### WHAT TO PRODUCE:
Report each line of the data below that contains the string "shorts", treating uppercase and lowercase letters as different.

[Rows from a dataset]
□ □ □ □ □ □ □

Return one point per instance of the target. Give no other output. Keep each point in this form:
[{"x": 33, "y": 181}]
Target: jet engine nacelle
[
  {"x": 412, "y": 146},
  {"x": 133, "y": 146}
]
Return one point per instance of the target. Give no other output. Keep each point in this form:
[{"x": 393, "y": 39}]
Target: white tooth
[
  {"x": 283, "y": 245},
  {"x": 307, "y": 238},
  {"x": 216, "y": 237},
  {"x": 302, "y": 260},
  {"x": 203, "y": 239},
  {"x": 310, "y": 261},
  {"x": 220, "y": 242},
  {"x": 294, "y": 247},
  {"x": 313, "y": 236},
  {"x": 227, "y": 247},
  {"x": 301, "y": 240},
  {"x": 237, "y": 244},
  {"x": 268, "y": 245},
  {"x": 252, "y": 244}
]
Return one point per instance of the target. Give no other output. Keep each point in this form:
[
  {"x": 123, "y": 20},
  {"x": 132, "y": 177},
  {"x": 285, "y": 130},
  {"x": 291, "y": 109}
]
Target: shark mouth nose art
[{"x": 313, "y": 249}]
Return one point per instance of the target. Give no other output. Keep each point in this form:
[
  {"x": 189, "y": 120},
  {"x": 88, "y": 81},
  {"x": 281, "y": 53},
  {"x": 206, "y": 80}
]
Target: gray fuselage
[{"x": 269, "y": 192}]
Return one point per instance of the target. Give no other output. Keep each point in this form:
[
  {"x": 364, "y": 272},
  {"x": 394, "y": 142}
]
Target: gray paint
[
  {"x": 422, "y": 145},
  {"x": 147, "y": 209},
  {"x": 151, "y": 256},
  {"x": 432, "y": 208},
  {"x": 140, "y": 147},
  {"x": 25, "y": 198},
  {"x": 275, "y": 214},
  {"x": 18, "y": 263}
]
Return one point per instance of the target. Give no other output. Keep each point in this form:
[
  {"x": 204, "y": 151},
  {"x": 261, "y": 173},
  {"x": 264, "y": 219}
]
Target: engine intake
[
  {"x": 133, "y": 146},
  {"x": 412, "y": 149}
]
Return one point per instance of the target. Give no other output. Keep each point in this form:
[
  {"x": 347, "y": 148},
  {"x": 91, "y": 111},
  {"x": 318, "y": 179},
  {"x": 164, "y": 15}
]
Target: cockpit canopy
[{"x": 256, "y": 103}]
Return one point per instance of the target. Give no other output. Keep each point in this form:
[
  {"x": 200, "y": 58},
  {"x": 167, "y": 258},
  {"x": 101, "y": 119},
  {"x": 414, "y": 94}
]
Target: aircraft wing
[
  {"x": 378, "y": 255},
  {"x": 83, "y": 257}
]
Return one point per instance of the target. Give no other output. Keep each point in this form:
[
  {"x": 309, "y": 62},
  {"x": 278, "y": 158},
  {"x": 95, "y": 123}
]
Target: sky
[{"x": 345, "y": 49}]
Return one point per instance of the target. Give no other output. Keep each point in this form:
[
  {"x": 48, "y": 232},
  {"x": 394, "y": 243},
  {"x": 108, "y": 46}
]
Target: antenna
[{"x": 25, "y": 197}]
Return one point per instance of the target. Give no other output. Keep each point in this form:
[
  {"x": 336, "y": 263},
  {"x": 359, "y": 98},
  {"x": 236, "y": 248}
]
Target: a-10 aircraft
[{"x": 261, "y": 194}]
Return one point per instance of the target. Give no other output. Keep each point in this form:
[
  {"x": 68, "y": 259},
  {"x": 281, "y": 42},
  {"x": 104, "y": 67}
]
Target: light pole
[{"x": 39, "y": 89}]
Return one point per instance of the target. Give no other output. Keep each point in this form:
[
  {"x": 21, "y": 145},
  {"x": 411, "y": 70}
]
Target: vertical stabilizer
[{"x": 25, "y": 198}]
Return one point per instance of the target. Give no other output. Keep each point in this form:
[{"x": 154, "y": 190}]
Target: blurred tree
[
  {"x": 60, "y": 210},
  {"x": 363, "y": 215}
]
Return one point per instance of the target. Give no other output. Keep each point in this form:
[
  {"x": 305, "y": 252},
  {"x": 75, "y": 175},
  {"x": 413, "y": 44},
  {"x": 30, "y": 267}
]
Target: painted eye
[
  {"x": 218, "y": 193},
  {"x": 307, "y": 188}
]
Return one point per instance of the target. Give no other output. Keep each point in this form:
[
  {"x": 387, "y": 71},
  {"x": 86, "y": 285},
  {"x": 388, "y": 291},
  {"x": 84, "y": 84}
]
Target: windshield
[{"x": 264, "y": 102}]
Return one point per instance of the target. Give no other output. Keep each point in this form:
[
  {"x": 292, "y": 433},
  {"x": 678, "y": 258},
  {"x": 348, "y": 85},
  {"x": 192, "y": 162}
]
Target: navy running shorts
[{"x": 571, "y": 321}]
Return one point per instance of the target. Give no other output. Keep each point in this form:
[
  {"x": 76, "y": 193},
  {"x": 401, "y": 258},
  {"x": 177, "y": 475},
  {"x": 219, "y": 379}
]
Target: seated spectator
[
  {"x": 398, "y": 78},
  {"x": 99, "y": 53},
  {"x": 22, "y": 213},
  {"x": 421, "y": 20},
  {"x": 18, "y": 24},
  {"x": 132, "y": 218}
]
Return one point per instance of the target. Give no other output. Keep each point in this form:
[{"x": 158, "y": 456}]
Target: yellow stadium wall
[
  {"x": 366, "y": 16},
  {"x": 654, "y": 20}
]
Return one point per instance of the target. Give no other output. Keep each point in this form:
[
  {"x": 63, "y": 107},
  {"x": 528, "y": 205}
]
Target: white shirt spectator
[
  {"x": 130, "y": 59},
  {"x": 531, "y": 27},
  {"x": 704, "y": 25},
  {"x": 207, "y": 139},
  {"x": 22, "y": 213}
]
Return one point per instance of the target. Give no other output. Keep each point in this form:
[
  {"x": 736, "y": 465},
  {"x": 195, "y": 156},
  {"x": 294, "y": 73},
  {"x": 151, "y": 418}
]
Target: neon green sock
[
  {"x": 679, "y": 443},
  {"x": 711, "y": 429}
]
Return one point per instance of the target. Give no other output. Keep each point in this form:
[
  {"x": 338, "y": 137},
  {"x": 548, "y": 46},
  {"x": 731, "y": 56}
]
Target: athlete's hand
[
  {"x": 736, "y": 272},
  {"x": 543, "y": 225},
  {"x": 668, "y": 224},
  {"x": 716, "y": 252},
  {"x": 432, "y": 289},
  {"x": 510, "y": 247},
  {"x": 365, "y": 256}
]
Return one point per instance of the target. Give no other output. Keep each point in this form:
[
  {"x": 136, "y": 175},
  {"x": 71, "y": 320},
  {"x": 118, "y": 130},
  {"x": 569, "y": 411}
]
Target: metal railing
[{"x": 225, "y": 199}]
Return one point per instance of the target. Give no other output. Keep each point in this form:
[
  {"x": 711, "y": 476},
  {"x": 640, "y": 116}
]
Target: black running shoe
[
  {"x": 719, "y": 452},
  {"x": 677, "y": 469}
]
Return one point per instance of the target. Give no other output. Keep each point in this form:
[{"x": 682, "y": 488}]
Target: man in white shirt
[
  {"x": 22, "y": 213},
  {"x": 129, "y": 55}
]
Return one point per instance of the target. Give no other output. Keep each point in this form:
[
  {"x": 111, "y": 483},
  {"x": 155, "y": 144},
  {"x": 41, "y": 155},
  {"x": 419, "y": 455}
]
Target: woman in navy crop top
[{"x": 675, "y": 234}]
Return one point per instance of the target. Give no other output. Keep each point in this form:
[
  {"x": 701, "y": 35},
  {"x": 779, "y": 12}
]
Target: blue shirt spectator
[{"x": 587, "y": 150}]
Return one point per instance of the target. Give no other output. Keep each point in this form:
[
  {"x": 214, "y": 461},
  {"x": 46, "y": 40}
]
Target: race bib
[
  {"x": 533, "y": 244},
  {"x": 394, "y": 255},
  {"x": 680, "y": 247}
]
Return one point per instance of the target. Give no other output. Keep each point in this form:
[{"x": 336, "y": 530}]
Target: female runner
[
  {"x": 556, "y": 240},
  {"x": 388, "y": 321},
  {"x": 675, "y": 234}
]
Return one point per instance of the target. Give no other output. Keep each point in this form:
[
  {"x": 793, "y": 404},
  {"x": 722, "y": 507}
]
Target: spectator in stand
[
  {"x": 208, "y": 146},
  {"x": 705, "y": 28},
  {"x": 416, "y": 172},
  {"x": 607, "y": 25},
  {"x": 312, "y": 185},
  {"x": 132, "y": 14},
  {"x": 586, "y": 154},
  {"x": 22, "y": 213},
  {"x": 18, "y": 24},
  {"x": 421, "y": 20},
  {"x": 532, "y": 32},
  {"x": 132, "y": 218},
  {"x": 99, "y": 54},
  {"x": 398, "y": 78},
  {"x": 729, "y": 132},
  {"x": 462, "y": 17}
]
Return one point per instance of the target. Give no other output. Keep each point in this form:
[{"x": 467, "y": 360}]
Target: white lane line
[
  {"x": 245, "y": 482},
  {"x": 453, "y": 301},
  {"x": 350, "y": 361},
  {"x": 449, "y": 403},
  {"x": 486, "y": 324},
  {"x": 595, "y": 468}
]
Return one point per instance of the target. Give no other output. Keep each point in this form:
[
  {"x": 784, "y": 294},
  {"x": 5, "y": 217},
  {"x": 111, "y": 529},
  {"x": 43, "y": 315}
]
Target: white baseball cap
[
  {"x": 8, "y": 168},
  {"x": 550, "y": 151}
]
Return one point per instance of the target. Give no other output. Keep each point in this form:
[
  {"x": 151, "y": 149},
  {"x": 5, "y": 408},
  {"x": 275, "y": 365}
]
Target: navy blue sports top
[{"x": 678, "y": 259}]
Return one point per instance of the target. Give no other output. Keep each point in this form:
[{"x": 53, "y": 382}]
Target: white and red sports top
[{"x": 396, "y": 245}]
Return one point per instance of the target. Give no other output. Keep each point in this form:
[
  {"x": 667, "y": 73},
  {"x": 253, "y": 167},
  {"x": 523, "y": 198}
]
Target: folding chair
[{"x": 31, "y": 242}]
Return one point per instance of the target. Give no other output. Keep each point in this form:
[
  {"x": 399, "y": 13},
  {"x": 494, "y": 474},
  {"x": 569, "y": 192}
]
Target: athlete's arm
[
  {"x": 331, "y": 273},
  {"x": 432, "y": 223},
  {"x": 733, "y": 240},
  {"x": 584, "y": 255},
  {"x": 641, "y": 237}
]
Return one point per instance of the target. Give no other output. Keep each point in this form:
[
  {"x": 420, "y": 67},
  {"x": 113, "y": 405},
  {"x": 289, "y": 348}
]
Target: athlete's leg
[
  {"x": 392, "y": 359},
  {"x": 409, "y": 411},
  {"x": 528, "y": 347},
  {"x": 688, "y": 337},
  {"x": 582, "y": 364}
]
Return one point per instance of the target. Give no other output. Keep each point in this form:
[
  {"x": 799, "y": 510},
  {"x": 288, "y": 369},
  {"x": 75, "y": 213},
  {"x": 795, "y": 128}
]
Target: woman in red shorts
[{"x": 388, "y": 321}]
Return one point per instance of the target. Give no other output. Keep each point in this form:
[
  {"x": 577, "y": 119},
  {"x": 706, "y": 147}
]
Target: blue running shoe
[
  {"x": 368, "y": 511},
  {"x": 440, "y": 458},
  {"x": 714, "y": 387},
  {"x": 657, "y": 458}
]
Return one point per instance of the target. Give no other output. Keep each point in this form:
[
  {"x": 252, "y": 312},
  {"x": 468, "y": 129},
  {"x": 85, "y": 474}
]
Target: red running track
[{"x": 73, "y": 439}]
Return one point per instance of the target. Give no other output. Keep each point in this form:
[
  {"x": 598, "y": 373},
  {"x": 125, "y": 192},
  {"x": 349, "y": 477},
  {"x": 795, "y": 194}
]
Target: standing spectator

□ □ □ □ □ □ □

### EXERCISE RESULT:
Target: navy running shorts
Target: woman in red shorts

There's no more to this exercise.